* Extract provided *
==*==
But he insisted: “We just need to let this play out. They can’t ever find this [the missing bib]. These cops are smart – but we’re smarter.”
It seems Alistair is willing to pin this all on Alexandra (Asher Keddie), which would serve two purposes: shifting blame and helping him get custody of Chloe. But Joanna has her reservations about framing an innocent woman.
And while Joanna was secretly browsing social media as her alter-ego Luke Holt, another flashback revealed some more information: a witness had seen her and Alistair “going at it hammer and tongs” on the side of the road on the drive from the airport. The witness has now passed that sighting onto the police.
So what does Alistair mean by “the only thing that makes sense?” What happened on that long drive to cause such an intense argument? And why is Joanna now hanging on to the “missing” yellow bib her baby must have been wearing when he disappeared?
Then there’s the matter of the staged disappearance. Alistair went in to the shop to grab some groceries, and Joanna nipped in to join him after apparently forgetting that she needed tampons (although it’s unusual– but not impossible – to menstruate while still breastfeeding).
But now the flashback has revealed that Alistair told her to follow him into the shop and leave “Noah” alone in the car. The whole plan was to convince the cops that Noah had been taken by somebody else.
Alexandra looks guilty – but probably isn’t
As far as the police and the media are concerned, Alexandra is the obvious suspect. Her behaviour in the run-up to her ex’s arrival and in the first few hours of his visit looks hugely suspicious.
As the police pointed out when they arrested Alexandra, her distinctive red car was seen at Elizabeth’s house, and at Alistair and Joanna’s holiday cottage. She had created a fake Facebook profile under the name of Daniel Falcon, purely to stalk Joanna on social media for three years. The housekeeper found her loitering inside the holiday cottage before Alistair and Joanna’s arrival, and her late-night running route took her extremely near the spot where Noah (supposedly) disappeared, at exactly the moment he was supposed to have been taken. That’s a whole load of circumstantial evidence.
Added to this, she called Joanna a couple of weeks before the trip to Australia to talk about the custody battle, telling her she didn’t know how it felt to have a child taken away from her. That provides a potential motive. She also tried to plead with Alistair to drop the custody case in the wake of Noah’s disappearance, which also looks like she’s trying to use this incident as a way to keep her child.
==*==
* Exercise data *

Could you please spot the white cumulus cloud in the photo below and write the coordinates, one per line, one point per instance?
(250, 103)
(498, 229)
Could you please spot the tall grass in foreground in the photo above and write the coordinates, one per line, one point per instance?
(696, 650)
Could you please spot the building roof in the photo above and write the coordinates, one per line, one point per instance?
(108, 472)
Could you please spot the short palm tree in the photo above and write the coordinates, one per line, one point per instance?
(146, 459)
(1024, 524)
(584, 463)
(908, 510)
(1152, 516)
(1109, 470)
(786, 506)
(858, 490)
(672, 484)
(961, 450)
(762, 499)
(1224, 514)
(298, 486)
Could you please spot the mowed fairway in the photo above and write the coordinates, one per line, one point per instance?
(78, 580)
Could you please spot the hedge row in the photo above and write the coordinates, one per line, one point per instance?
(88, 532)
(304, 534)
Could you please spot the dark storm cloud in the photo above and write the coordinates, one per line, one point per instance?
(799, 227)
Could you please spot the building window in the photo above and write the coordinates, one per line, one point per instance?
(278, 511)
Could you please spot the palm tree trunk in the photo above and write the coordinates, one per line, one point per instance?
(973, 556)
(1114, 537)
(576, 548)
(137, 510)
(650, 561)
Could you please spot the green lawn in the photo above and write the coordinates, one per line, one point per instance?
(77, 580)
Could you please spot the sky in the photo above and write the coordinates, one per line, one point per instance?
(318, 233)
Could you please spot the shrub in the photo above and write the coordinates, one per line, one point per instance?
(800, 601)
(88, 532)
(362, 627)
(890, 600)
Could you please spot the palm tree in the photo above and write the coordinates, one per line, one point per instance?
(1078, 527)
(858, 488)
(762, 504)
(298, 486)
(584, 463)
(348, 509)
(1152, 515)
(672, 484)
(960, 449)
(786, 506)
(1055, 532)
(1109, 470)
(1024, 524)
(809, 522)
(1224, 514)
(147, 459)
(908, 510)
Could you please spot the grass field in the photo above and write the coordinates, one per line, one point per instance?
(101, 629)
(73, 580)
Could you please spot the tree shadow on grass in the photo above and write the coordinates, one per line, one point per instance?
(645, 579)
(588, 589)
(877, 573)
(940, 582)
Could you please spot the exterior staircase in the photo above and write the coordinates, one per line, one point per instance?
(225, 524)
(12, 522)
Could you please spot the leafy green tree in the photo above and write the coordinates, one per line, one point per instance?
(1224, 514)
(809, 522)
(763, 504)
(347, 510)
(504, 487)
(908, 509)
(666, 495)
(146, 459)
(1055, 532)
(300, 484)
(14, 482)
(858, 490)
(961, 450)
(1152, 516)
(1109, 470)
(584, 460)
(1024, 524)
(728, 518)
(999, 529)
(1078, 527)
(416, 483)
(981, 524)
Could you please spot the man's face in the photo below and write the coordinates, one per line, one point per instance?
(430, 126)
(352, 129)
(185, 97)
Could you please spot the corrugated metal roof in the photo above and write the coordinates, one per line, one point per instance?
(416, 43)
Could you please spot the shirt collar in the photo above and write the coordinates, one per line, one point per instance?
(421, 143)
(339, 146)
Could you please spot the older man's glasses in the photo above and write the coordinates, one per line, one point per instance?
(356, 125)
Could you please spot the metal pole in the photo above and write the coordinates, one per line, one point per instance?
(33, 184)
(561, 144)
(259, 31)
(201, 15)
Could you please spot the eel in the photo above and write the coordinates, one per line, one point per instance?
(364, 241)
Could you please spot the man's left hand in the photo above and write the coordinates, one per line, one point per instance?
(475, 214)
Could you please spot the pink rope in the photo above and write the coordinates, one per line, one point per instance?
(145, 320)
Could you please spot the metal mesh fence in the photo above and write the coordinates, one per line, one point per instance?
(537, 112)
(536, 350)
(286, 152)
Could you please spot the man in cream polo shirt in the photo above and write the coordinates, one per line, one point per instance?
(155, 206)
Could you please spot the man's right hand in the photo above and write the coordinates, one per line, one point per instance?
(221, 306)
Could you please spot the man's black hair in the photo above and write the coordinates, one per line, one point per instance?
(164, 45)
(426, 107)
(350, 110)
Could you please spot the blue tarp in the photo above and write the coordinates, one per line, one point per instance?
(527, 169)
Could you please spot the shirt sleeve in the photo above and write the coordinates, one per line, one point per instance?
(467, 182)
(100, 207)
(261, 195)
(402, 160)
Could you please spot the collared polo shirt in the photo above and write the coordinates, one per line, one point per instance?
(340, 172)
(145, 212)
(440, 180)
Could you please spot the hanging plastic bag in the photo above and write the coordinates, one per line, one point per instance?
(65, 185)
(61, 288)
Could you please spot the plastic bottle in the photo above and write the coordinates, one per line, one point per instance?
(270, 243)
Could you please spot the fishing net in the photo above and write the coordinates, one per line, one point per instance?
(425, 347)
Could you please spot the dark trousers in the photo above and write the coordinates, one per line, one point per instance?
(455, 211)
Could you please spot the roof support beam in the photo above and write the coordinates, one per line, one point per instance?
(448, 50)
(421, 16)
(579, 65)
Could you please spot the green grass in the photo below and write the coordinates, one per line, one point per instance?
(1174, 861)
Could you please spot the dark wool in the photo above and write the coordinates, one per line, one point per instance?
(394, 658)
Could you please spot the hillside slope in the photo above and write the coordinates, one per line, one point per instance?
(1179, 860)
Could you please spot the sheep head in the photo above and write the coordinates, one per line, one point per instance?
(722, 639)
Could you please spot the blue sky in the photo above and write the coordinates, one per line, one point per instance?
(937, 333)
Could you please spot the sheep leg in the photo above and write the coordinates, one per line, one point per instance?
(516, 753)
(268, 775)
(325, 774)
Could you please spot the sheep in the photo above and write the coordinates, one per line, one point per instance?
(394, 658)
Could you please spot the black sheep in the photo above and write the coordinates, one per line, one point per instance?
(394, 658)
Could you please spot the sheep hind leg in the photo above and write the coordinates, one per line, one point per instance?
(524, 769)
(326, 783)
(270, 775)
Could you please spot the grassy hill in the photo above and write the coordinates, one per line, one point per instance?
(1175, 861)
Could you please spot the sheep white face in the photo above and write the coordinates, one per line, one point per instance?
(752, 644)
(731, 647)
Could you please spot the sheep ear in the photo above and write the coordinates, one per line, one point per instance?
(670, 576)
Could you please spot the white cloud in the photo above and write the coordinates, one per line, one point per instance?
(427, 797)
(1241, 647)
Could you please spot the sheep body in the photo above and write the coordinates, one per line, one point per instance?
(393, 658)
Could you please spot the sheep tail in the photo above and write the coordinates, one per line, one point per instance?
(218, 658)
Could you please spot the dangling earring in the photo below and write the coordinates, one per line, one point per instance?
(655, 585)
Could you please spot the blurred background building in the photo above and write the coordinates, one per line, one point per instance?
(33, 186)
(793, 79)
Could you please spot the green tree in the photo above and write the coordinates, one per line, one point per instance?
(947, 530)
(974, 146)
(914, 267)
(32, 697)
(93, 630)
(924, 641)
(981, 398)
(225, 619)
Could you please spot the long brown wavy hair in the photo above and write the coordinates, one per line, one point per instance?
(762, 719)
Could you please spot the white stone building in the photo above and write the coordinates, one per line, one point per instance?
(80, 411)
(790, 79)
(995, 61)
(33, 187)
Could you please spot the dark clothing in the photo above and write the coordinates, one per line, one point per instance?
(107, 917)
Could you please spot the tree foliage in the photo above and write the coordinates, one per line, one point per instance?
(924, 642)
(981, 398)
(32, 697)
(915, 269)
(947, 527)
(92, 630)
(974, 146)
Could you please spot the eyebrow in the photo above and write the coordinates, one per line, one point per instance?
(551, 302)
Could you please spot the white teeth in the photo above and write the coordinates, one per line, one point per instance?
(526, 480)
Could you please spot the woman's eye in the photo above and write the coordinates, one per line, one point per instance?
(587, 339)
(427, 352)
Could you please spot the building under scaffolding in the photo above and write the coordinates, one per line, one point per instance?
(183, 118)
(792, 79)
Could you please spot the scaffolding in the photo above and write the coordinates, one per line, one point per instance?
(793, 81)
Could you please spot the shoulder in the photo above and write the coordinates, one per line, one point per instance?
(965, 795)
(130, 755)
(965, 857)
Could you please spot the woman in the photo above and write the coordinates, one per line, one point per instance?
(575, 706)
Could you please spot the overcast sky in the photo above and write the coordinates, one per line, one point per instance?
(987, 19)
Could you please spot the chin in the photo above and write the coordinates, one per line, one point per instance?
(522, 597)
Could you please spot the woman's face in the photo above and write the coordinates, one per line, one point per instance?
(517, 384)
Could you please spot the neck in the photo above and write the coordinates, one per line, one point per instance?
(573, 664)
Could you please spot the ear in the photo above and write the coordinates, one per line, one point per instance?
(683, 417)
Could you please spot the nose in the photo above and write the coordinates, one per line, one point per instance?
==*==
* Task directions *
Can you give the extract's passage again, starting with "And while Joanna" and going on through "when he disappeared?", substituting "bystander" for "witness"?

* Task output *
And while Joanna was secretly browsing social media as her alter-ego Luke Holt, another flashback revealed some more information: a bystander had seen her and Alistair “going at it hammer and tongs” on the side of the road on the drive from the airport. The bystander has now passed that sighting onto the police.
So what does Alistair mean by “the only thing that makes sense?” What happened on that long drive to cause such an intense argument? And why is Joanna now hanging on to the “missing” yellow bib her baby must have been wearing when he disappeared?